> _WORK REQUEST_: Please reproduce every record, keeping each one exactly as written.
□ □ □ □ □ □ □
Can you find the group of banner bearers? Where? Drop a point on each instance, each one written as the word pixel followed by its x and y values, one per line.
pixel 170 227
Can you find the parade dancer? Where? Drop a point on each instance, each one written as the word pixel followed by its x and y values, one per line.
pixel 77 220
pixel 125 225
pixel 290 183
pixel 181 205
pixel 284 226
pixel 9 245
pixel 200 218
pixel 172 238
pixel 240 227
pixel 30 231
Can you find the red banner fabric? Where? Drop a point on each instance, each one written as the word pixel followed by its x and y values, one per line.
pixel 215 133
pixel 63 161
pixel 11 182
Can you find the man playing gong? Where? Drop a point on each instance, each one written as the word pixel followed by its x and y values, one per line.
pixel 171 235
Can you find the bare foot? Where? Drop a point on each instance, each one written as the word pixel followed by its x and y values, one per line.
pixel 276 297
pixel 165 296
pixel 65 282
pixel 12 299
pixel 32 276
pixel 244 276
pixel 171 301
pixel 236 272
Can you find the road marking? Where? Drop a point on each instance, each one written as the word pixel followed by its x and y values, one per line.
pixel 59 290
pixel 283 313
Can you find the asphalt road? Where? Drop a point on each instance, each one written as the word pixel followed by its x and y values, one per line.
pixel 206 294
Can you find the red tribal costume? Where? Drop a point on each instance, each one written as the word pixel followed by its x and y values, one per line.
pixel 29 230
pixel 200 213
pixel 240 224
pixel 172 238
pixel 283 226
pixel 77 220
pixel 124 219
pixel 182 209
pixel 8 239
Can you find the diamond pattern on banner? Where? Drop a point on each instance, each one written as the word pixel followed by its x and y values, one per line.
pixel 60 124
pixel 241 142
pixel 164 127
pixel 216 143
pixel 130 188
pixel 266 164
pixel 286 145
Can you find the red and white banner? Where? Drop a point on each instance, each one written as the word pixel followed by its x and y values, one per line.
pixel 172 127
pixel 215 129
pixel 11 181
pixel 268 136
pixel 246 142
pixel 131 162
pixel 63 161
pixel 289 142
□ □ □ □ □ □ □
> _REPLY_:
Can you find the group of banner bearers? Where? Drop a point on each instance, each one written as the word pixel followed by its x and y values, one per line.
pixel 170 227
Can you find the parade dancer? Where? Drop a point on each instance, each one written as the word pixel followed by its x and y values, one per line.
pixel 77 220
pixel 125 225
pixel 290 183
pixel 181 205
pixel 284 226
pixel 9 245
pixel 200 218
pixel 172 238
pixel 240 227
pixel 30 231
Can you find the red banner fabric? Where? Drop a point on each instance, each one written as the word pixel followed by its x and y values, one per line.
pixel 215 133
pixel 63 161
pixel 11 182
Can you find the man playing gong? Where? Drop a point on each instance, each one written as the word pixel followed by its x and y values, one per line.
pixel 171 235
Can you find the bare foot? Where? Drop a point on each instance, each one written as the word pixel followed by its x and y values, one per line.
pixel 276 297
pixel 165 296
pixel 65 282
pixel 12 299
pixel 32 276
pixel 244 276
pixel 171 301
pixel 236 272
Can you find the road marking? Where? Drop a point on each instance, each one written as the word pixel followed by its x and y values, one per line.
pixel 59 290
pixel 283 313
Can you find the asphalt road? Where? Drop a point on each instance, each one written as the word pixel followed by its x and y values, one per line.
pixel 206 294
Can you find the red tribal costume? Where? Drop a point on each instance, each one written as the word pixel followed by its x and y values, one per line.
pixel 29 230
pixel 200 213
pixel 240 224
pixel 172 238
pixel 283 226
pixel 77 220
pixel 124 219
pixel 182 209
pixel 8 239
Can you find the diamond pattern on banner? Where? Drop a point on each instance, each one written as the word pixel followed by its x and y values, one per line.
pixel 60 124
pixel 241 142
pixel 164 127
pixel 216 143
pixel 130 188
pixel 266 164
pixel 286 145
Can you find the red and white banner? Where? Drop a point on each instance, each one written as the word pixel followed by its x and y values, one per line.
pixel 172 127
pixel 215 129
pixel 11 181
pixel 268 136
pixel 246 142
pixel 131 162
pixel 63 161
pixel 289 142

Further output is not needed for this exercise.